▸ What needs to be done:
Please set down the line that contains "Mark the tower" and every line below it through the last, exactly as written, with no other lines.

▸ Dataset:
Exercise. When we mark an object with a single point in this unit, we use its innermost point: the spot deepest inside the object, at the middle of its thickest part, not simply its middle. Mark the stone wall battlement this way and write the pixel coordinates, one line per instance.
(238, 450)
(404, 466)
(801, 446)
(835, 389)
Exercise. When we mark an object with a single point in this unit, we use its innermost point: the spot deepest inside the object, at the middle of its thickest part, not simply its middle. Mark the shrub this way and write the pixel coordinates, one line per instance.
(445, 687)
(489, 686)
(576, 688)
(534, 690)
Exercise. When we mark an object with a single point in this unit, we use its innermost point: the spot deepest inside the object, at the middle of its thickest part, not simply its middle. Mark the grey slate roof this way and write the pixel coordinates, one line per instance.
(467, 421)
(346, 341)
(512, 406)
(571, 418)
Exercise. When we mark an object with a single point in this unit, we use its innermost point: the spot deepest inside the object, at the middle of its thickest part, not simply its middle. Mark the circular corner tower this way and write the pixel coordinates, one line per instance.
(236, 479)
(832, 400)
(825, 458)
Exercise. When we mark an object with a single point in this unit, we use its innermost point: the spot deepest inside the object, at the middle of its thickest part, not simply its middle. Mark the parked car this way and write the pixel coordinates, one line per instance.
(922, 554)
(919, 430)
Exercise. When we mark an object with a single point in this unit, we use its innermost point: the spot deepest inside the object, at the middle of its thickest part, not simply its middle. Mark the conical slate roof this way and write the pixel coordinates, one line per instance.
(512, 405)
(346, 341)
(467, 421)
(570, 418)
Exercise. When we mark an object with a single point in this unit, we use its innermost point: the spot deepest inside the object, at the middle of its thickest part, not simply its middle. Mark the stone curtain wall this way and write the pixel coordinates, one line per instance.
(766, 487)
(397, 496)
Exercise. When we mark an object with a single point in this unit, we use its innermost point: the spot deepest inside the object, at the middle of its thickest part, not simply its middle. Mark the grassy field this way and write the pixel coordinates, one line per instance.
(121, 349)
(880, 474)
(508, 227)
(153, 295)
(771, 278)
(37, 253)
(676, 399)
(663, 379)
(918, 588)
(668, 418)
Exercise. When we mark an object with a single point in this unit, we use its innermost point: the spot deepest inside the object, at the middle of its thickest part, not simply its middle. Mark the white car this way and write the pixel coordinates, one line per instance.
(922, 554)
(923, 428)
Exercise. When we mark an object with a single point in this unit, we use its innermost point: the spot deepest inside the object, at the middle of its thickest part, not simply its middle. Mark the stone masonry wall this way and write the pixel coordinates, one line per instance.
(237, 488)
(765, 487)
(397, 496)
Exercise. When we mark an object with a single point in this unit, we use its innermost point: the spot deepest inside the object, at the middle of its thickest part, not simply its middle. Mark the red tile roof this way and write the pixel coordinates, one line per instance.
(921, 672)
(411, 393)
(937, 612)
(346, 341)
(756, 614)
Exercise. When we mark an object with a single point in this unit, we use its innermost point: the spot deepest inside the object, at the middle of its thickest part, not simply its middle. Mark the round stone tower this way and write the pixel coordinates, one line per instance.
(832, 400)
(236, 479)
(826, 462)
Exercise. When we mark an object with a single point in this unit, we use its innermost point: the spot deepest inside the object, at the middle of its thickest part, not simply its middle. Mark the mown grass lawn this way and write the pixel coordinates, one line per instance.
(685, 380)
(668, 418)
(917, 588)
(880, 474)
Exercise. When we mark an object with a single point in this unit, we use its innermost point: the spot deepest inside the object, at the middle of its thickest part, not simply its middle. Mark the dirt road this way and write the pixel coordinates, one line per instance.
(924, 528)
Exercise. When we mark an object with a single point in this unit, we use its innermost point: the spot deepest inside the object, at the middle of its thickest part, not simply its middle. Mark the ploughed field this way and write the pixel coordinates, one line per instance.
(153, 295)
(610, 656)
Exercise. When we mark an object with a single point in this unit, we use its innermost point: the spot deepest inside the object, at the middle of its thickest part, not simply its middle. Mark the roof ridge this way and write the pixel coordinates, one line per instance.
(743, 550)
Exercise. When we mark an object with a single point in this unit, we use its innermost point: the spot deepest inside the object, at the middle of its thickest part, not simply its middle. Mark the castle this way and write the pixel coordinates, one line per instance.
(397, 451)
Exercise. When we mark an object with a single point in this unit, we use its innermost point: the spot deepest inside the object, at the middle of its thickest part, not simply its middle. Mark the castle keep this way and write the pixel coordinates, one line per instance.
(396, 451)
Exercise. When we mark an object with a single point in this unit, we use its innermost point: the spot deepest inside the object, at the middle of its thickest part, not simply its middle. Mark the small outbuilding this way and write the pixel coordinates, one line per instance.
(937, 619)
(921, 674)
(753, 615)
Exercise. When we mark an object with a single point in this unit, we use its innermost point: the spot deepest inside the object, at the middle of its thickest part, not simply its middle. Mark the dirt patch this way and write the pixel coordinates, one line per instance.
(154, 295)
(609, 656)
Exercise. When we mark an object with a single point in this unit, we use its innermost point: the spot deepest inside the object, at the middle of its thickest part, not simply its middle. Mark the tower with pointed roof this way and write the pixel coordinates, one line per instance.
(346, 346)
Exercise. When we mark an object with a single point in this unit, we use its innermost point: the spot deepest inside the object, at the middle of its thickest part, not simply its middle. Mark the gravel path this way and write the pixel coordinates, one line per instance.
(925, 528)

▸ Answer to the problem:
Exercise. When we mark an object with a single point in this unit, we use its innermost point: the spot deepest inside the object, at the middle of its thickest part, not simply its middle. Mark the tower with pointed roof this way and write the pixel coordinates, one line per instance.
(346, 346)
Exercise. When we mark an object with a single point in this unit, we use its innermost point: the spot deepest inside the object, at the middle of its thickest part, not simply its middle. Mark the gravel path this way and write the pixel coordinates, one line per instance.
(925, 528)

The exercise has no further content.